*Supplied text*
++++++++++++++++++++
Yes, I'm pretty sure this was a for a traffic signal.


----------



## TOOL_5150 (Aug 27, 2007)

MDShunk said:


> Yes, I'm pretty sure this was a for a traffic signal.


AHH yeah a few of these huh?











~Matt


----------



## drsparky (Nov 13, 2008)

It looks about right for the home entertainment system in the man cave I have been designing.


----------



## Jeff000 (Jun 18, 2008)

Damn!


----------



## william1978 (Sep 21, 2008)

TOOL_5150 said:


> AHH yeah a few of these huh?
> 
> 
> 
> ...


 Seems like I hit all of those lights every morning on my way to work.


----------



## user4818 (Jan 15, 2009)

MDShunk said:


> Yes, I'm pretty sure this was a for a traffic signal.


Nah, all those conduits are spares. Only one will have wires in it. :laughing::laughing:


----------



## B4T (Feb 10, 2009)

Peter D said:


> Nah, all those conduits are spares. Only one will have wires in it. :laughing::laughing:


12/2 CU NM should handle it :laughing:


----------



## paul d. (Jul 13, 2008)

in those waste/ water treatment plants we do, i'd guess that 50% of duct bank pipes are spares.


----------



## running dummy (Mar 19, 2009)

That looks like a job out by me, a HSBC data center in Volo IL. pictures look very similar, very nice work.


----------



## erics37 (May 7, 2009)

Yeah I did all that pipe work in a day or two.


----------



## 76nemo (Aug 13, 2008)

Very impressive job. I'm not a construction guy, but man, I could take pride in that!!!!! Now we all want to know,....what in the heck is this for? Can we at least get a clue??????


----------



## Loose Neutral (Jun 3, 2009)

William was the first right guess. They need lots of power and are very redundant. Yes everyone was very proud of their work it definitely was a job to remember. Something else to remember we are coming up on Y2K anniversary remember the work that produced. The world was coming to stop.
++++++++++++++++++++
*Given entries*

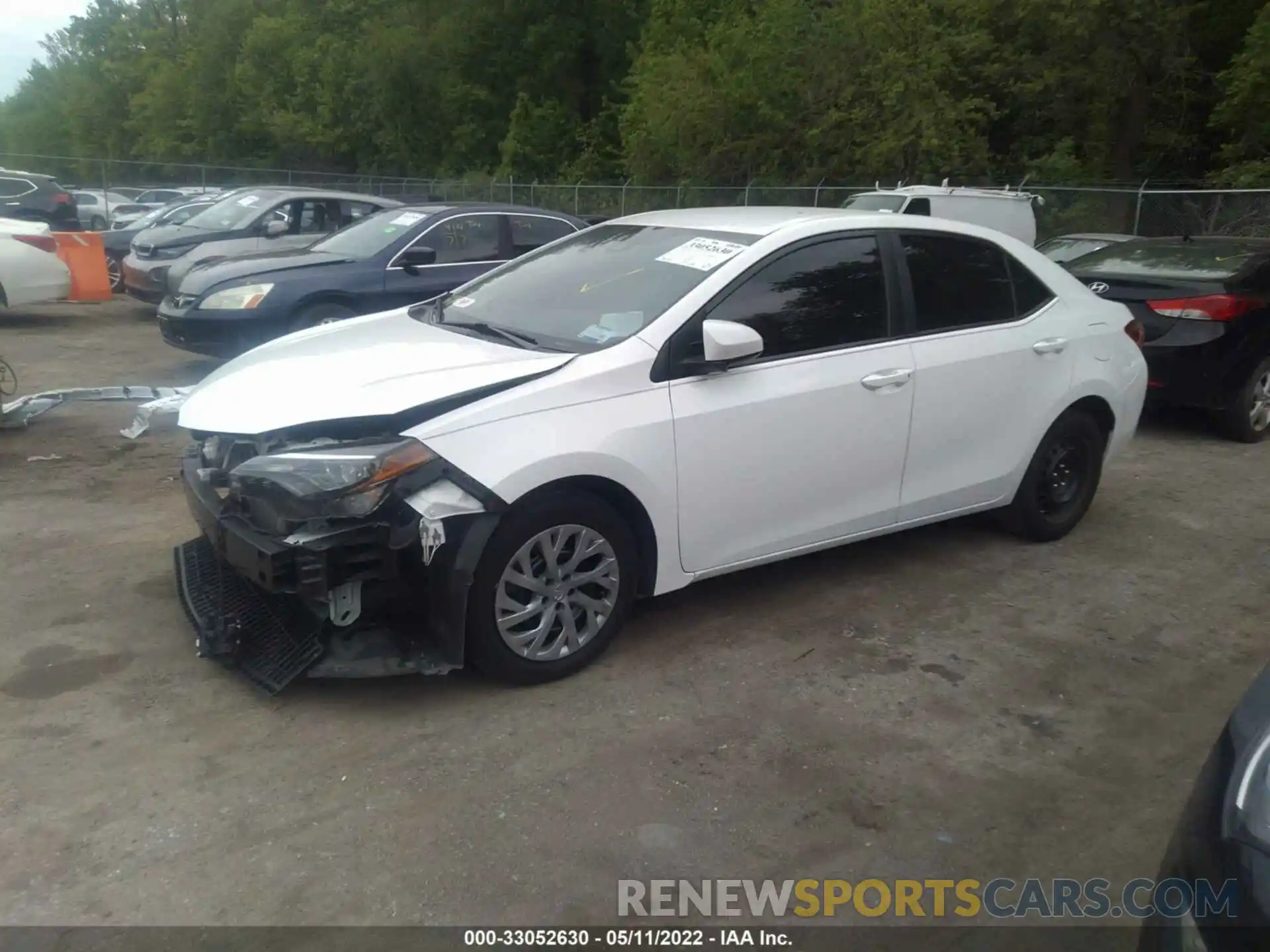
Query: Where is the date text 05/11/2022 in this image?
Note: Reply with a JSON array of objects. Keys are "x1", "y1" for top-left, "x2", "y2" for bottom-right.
[{"x1": 464, "y1": 929, "x2": 792, "y2": 948}]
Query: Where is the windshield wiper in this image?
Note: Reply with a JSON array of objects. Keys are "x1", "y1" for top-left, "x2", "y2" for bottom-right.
[
  {"x1": 437, "y1": 321, "x2": 541, "y2": 350},
  {"x1": 405, "y1": 297, "x2": 444, "y2": 324}
]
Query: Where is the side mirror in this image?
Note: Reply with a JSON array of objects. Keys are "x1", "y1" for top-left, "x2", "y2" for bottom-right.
[
  {"x1": 398, "y1": 245, "x2": 437, "y2": 273},
  {"x1": 701, "y1": 320, "x2": 763, "y2": 366}
]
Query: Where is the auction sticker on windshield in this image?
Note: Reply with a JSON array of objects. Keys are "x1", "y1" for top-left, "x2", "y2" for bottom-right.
[{"x1": 657, "y1": 237, "x2": 745, "y2": 272}]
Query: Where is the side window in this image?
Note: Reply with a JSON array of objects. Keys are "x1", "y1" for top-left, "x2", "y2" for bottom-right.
[
  {"x1": 0, "y1": 179, "x2": 34, "y2": 198},
  {"x1": 339, "y1": 202, "x2": 380, "y2": 225},
  {"x1": 290, "y1": 198, "x2": 347, "y2": 235},
  {"x1": 706, "y1": 235, "x2": 888, "y2": 357},
  {"x1": 899, "y1": 233, "x2": 1015, "y2": 334},
  {"x1": 417, "y1": 214, "x2": 501, "y2": 264},
  {"x1": 507, "y1": 214, "x2": 574, "y2": 258},
  {"x1": 1006, "y1": 254, "x2": 1054, "y2": 317}
]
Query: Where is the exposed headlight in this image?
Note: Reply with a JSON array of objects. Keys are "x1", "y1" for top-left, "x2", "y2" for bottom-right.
++++++++++++++++++++
*Stated problem*
In the forum thread, what share of duct bank pipes at waste/water treatment plants does paul d. guess are spares?

*The output*
50%